§ Given request
In each of the lines below, substitute "quality control" for "quality assurance" and keep everything else unchanged.

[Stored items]
=====

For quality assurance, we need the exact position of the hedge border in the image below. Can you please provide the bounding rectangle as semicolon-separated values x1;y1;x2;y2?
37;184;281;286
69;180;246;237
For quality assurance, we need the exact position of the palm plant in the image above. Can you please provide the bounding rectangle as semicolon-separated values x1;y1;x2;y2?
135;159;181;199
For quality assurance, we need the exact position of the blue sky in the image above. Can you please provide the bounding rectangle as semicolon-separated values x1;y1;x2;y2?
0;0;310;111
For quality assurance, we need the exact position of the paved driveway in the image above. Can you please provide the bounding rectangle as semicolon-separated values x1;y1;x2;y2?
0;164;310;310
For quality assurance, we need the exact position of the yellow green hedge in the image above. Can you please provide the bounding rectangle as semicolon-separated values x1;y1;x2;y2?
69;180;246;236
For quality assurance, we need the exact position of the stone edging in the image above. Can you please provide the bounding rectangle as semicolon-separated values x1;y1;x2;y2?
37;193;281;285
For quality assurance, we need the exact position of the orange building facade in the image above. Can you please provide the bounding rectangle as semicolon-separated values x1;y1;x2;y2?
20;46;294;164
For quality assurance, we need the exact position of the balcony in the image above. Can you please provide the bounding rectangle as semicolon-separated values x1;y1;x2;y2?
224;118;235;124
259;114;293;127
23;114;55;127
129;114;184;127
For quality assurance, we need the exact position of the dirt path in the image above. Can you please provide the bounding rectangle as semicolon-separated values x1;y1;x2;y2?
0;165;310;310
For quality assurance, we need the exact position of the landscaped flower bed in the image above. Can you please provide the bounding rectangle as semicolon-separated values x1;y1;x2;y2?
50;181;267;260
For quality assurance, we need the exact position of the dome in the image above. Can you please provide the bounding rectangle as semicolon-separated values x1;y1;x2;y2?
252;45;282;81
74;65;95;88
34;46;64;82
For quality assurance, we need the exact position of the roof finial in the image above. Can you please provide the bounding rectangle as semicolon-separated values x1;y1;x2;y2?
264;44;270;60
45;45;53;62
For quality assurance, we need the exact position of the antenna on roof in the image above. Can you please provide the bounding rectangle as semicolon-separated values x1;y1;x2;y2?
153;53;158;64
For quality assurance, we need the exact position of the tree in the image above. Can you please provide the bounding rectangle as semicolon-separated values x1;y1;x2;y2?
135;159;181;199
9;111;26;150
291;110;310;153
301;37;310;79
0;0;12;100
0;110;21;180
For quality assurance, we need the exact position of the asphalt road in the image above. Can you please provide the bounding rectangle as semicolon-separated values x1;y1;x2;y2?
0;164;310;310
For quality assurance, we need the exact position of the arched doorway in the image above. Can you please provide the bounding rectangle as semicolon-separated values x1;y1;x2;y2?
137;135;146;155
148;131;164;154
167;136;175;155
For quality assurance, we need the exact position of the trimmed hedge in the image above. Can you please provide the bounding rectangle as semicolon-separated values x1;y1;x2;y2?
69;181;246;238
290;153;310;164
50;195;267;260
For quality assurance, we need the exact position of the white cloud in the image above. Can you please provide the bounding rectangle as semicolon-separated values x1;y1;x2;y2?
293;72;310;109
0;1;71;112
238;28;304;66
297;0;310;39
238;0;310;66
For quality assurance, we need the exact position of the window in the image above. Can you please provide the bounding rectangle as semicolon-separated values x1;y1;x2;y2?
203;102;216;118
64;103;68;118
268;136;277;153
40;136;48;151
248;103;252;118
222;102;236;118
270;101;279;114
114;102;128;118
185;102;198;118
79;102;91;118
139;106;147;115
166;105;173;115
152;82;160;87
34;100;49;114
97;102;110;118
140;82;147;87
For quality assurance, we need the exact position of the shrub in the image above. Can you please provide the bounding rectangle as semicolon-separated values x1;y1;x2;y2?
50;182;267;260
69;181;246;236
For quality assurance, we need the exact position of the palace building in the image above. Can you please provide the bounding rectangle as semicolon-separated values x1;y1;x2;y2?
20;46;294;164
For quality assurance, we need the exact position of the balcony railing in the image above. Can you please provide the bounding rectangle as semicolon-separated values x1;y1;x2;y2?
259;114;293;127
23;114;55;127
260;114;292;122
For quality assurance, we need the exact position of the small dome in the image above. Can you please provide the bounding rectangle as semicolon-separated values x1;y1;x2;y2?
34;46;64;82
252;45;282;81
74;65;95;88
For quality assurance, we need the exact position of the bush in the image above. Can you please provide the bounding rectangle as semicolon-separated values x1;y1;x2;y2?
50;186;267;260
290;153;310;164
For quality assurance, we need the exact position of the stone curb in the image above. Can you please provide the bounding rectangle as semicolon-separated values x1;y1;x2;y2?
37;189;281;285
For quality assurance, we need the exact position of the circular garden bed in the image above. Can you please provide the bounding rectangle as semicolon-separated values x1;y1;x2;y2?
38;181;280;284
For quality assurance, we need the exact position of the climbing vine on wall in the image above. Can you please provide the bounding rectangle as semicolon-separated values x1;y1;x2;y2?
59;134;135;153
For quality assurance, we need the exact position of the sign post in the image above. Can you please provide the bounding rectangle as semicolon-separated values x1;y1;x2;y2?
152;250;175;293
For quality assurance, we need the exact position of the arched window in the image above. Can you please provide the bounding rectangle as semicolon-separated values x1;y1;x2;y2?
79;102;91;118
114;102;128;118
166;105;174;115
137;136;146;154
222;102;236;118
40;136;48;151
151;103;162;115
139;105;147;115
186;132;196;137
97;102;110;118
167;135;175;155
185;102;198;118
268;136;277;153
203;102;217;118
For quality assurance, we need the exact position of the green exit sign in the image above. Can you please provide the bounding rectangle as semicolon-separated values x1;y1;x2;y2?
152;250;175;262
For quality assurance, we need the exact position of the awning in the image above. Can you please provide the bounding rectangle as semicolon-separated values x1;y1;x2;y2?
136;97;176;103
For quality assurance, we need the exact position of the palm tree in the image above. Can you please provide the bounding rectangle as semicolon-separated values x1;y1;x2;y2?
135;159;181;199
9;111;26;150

=====

§ Final result
For quality control, we need the exact position of the hedge border in the image below. Can you please provide the bounding rectangle as semicolon-separated values x1;y1;x2;y2?
37;184;281;286
69;180;246;237
For quality control, we need the exact position of the palm plant in the image above. Can you please provide the bounding rectangle as semicolon-separated values x1;y1;x2;y2?
135;159;181;199
For quality control, we need the exact position of the blue sky in the image above. Can you please provide the bounding rectangle as semicolon-separated values x1;y1;x2;y2?
0;0;310;111
For quality control, we need the exact position of the paved driveway in the image above. Can you please provide the bounding rectangle as semicolon-separated values x1;y1;x2;y2?
0;164;310;310
For quality control, we need the exact position of the yellow green hedge in the image above. Can you please provide the bounding rectangle as semicolon-separated values x1;y1;x2;y2?
69;180;246;236
For quality control, we need the exact position of the stone edging in the image above. Can you please provide the bounding rectangle as semicolon-separated values x1;y1;x2;y2?
37;193;281;285
For quality control, we need the exact position of the orange building facade in the image above. Can you please provide the bounding rectangle as semicolon-separated values x1;y1;x2;y2?
20;46;294;164
For quality control, we need the exact position of the balcony in the image above. Can you please provide the bounding rectangle as semicolon-separated values x1;y1;x2;y2?
224;118;235;124
259;114;293;127
23;114;55;127
129;114;184;127
For quality control, we need the exact position of the dirt path in the image above. Can you please provide the bounding rectangle as semicolon-separated values x1;y1;x2;y2?
0;165;310;310
For quality control, we need the exact position of the landscaped flower bed in the image above. Can you please provide the bounding rectangle as semicolon-separated values x1;y1;x2;y2?
50;181;267;260
For quality control, we need the exact position of the dome in the image above. Can you please provide the bounding rectangle as semicolon-separated values x1;y1;x2;y2?
252;45;282;81
74;65;95;88
34;46;64;82
For quality control, we need the exact position of the roof finial in the image above. Can you please provide the bounding rectangle as semicolon-separated values x1;y1;x2;y2?
264;44;270;60
45;45;53;62
For quality control, we need the exact position of the antenna on roof in the image above. Can you please provide the bounding rectangle as semicolon-separated values x1;y1;x2;y2?
153;53;158;64
For quality control, we need the exact position of the tree in the image above. Can you please provide the bounding rectangle as semicolon-separated values x1;y1;x2;y2?
135;159;181;199
9;111;26;150
291;110;310;153
301;37;310;79
0;0;12;100
0;110;21;180
For quality control, we need the exact position of the asphalt road in the image above. Can you please provide the bounding rectangle as semicolon-separated values x1;y1;x2;y2?
0;164;310;310
For quality control, we need the exact position of the arched doorway in the image above. Can you please provide the bounding rectangle as semicolon-separated values x1;y1;x2;y2?
137;135;146;155
148;131;164;154
167;136;175;155
For quality control, we need the exact position of the trimmed hedge in the image above. Can you please provide the bounding rectangle as semicolon-separated values x1;y1;x2;y2?
69;181;246;238
290;153;310;164
50;195;267;260
For quality control, we need the exact position of the white cloud in the image above. Can you please provide the bounding rectangle as semicolon-separated values x1;y1;x2;y2?
293;72;310;109
0;1;71;112
238;28;304;66
297;0;310;39
238;0;310;66
For quality control, we need the exact position of the window in the image above. Can you please provide the bounding rectangle as semicolon-separated values x1;y1;x2;y2?
203;102;216;118
64;103;68;118
268;136;277;153
40;136;48;151
248;103;252;118
222;102;236;118
270;101;279;114
114;102;128;118
185;102;198;118
79;102;91;118
139;106;147;115
166;105;173;115
152;82;160;87
34;100;49;114
97;102;110;118
140;82;147;87
For quality control, we need the exact position of the shrub in the image above. Can you please provide the bounding rectangle as semicolon-separated values x1;y1;x2;y2?
50;182;267;260
69;181;246;236
For quality control, we need the exact position of the palace building in the image above. Can you please provide the bounding rectangle as semicolon-separated values x1;y1;x2;y2?
20;46;294;164
For quality control, we need the exact position of the balcony railing in the image above. Can you please provide the bounding rectangle as semicolon-separated values x1;y1;x2;y2?
259;114;293;127
23;114;55;127
260;114;292;122
For quality control, we need the exact position of the small dome in the image above. Can you please provide the bounding rectangle as semicolon-separated values x1;y1;x2;y2?
34;46;64;82
252;45;282;81
74;65;95;88
For quality control, we need the exact position of the bush in the image above. Can you please provide the bounding rectangle as semicolon-separated values x1;y1;x2;y2?
50;186;267;260
290;153;310;164
For quality control, we need the exact position of the stone curb in the image above. Can you please provide the bounding rectangle as semicolon-separated values x1;y1;x2;y2?
37;189;281;285
For quality control, we need the exact position of the circular garden bed in the image above. Can you please provide the bounding rectangle as semicolon-separated values x1;y1;x2;y2?
38;181;280;284
For quality control, we need the exact position of the climbing vine on wall in the image above. Can you please provide the bounding rectangle as semicolon-separated values x1;y1;x2;y2?
59;134;135;153
For quality control, we need the exact position of the sign post in the image above. Can you please provide the bounding rectangle as semicolon-separated values x1;y1;x2;y2?
152;250;175;293
For quality control, we need the exact position of the arched window in the image above. Can you please provide the bounding rectangle as semicolon-separated values x1;y1;x2;y2?
79;102;91;118
114;102;128;118
166;105;174;115
137;136;146;154
222;102;236;118
40;136;48;151
151;103;162;115
139;105;147;115
186;132;196;137
97;102;110;118
167;135;175;155
185;102;198;118
268;136;277;153
203;102;217;118
For quality control, we need the exact position of the green exit sign in the image above. Can you please provide the bounding rectangle as semicolon-separated values x1;y1;x2;y2?
152;250;175;262
For quality control, we need the exact position of the awning in the image above. Can you please provide the bounding rectangle as semicolon-separated values x1;y1;x2;y2?
136;97;176;103
For quality control, we need the exact position of the palm tree in the image above. Can you please provide the bounding rectangle as semicolon-separated values x1;y1;x2;y2?
135;159;181;199
9;111;26;150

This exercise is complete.